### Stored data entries
++++++++

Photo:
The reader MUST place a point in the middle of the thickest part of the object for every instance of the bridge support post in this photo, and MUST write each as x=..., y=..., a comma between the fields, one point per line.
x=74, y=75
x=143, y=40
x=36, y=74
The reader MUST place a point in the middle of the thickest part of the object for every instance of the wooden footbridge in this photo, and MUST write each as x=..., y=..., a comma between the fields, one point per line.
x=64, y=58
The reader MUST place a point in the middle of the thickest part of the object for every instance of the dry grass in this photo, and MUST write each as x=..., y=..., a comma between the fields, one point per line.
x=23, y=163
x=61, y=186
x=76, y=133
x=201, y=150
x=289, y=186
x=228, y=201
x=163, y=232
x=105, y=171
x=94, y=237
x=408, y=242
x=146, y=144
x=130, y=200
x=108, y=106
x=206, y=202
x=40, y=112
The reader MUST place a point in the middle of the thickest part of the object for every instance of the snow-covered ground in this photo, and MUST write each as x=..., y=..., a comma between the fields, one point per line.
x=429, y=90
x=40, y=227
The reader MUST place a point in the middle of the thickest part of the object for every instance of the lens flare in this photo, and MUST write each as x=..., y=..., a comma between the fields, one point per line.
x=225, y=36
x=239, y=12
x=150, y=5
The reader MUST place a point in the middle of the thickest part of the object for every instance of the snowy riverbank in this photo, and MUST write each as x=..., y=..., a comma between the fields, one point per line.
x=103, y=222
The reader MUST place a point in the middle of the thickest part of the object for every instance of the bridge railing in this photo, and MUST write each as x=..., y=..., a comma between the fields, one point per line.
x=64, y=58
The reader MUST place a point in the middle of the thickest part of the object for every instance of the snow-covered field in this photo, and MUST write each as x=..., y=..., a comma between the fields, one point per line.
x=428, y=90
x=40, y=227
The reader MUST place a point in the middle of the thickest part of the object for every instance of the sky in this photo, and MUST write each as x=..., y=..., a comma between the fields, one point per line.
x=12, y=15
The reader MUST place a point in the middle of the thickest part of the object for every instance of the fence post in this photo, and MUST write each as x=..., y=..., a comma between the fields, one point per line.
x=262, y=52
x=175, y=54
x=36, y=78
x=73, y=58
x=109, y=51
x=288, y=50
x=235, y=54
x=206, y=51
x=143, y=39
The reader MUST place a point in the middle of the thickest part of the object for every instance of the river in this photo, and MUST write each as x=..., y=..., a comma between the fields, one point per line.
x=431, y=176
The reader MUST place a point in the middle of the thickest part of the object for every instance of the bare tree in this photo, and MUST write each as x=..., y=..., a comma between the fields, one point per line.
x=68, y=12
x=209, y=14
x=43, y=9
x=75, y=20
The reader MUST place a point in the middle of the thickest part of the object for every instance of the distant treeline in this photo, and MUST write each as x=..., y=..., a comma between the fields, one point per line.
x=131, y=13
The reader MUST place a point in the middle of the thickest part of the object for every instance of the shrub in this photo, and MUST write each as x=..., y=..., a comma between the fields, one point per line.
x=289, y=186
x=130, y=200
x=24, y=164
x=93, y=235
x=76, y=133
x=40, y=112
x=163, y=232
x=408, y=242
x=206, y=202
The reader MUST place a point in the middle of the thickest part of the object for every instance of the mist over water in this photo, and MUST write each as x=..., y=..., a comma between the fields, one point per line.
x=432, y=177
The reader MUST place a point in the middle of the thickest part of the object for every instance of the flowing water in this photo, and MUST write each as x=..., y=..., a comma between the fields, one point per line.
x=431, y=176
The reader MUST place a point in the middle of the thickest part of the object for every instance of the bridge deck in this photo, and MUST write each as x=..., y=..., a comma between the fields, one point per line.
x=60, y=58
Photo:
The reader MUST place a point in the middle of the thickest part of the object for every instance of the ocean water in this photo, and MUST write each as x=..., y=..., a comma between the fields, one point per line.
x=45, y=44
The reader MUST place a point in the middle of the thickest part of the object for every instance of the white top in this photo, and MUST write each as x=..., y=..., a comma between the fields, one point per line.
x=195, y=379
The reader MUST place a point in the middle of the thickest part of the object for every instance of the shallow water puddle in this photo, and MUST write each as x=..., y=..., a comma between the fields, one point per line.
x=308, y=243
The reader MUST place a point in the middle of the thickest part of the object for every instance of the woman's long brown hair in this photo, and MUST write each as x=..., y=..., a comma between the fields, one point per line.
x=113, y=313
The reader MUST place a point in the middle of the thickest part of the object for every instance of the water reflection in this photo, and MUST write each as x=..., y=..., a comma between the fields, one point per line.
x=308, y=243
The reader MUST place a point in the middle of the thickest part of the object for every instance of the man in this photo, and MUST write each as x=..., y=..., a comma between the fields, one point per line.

++++++++

### Task
Give back the data exactly.

### Response area
Photo:
The reader MUST place a point in the middle of the thickest part of the object for every instance of the bridge support post in this photo, and MUST write each as x=..., y=..., a comma between the fields, one point per line.
x=74, y=75
x=143, y=40
x=36, y=74
The reader MUST place a point in the middle of the thickest part of the object for every instance of the wooden footbridge in this photo, and MUST write each as x=..., y=..., a comma between the fields, one point per line.
x=64, y=58
The reader MUST place a point in the middle of the thickest part of the object for every instance of the dry grass in this photo, and MUST write each as x=..., y=..., a comma between the fields, one point per line.
x=23, y=163
x=61, y=186
x=76, y=133
x=201, y=150
x=289, y=186
x=228, y=201
x=163, y=232
x=105, y=171
x=94, y=237
x=408, y=242
x=146, y=144
x=130, y=200
x=108, y=106
x=206, y=202
x=40, y=112
The reader MUST place a point in the middle of the thickest part of the object for every instance of the snow-covered ground in this photo, and MUST write each as x=..., y=..., a comma between the fields, one point per line.
x=429, y=90
x=40, y=227
The reader MUST place a point in the middle of the thickest part of the object for every instance of the lens flare in this photo, and MUST write each as x=..., y=..., a comma between the fields, one point per line.
x=225, y=36
x=239, y=12
x=150, y=5
The reader MUST place a point in the middle of the thickest part of the object for every instance of the snowy riverbank in this photo, and MUST write each as x=..., y=..., a comma between the fields, one point per line.
x=103, y=222
The reader MUST place a point in the middle of the thickest part of the object for every instance of the bridge railing in this photo, and MUST write each as x=..., y=..., a comma between the fields, one point per line.
x=64, y=58
The reader MUST place a point in the middle of the thickest part of the object for every instance of the snow-covered field in this photo, and MUST write each as x=..., y=..., a comma between the fields, one point per line.
x=428, y=90
x=40, y=227
The reader MUST place a point in the middle of the thickest part of the object for every instance of the sky in this photo, and MUST write each as x=..., y=..., a comma between the fields, one point per line.
x=12, y=15
The reader MUST place a point in the middle of the thickest part of the object for every instance of the fence post in this photo, and MUST write each as x=..., y=..., a comma between the fields, one point per line.
x=262, y=52
x=175, y=54
x=36, y=78
x=73, y=58
x=109, y=51
x=288, y=50
x=235, y=54
x=206, y=51
x=143, y=39
The reader MUST place a point in the middle of the thickest part of the object for every instance of the river in this photo, and MUST write each as x=..., y=..., a comma between the fields, one point per line.
x=431, y=176
The reader MUST place a point in the middle of the thickest part of the object for every instance of the bare tree in this photo, and MUST write each as x=..., y=..., a comma between the fields, one point per line.
x=68, y=12
x=209, y=14
x=43, y=9
x=75, y=20
The reader MUST place a point in the middle of the thickest part of the object for every instance of the distant treeline in this photo, and MUST write each as x=..., y=..., a comma between the fields, one point per line.
x=131, y=13
The reader MUST place a point in the middle of the thickest part of the object for every instance of the shrub in this photo, and MUST write each as x=..., y=..., a comma between the fields, one point per line.
x=289, y=186
x=130, y=200
x=24, y=164
x=93, y=235
x=76, y=133
x=40, y=112
x=163, y=232
x=408, y=242
x=206, y=202
The reader MUST place a point in the middle of the thickest part of the object for every instance of the mist over water in this photo, and MUST write each as x=..., y=..., a comma between the fields, one point per line.
x=432, y=177
The reader MUST place a point in the middle of the thickest part of the object for every instance of the flowing water in this photo, and MUST write each as x=..., y=..., a comma between the fields, one point per line.
x=431, y=176
The reader MUST place a point in the middle of the thickest part of the object for every instance of the bridge deck in this photo, and MUST write each as x=..., y=..., a comma between the fields, one point per line.
x=60, y=58
Photo:
The reader MUST place a point in the middle of the thickest part of the object for every instance of the ocean water in this photo, and MUST write each as x=..., y=..., a comma between the fields, one point per line.
x=45, y=44
The reader MUST place a point in the middle of the thickest part of the object for every instance of the white top in this photo, and MUST write each as x=..., y=..., a comma between the fields, one point per line.
x=195, y=379
The reader MUST place a point in the middle of the thickest part of the object for every instance of the shallow water puddle in this photo, and MUST write each as x=..., y=..., a comma between the fields, one point per line.
x=308, y=243
The reader MUST place a point in the middle of the thickest part of the object for every instance of the woman's long brown hair in this photo, and MUST write each as x=..., y=..., a comma between the fields, one point per line.
x=113, y=313
The reader MUST place a point in the middle of the thickest part of the object for every instance of the water reflection in this photo, and MUST write each as x=..., y=..., a comma between the fields, one point per line.
x=308, y=243
The reader MUST place a point in the middle of the thickest part of the object for every instance of the man in this photo, and MUST write each as x=..., y=..., a comma between the fields, one point per line.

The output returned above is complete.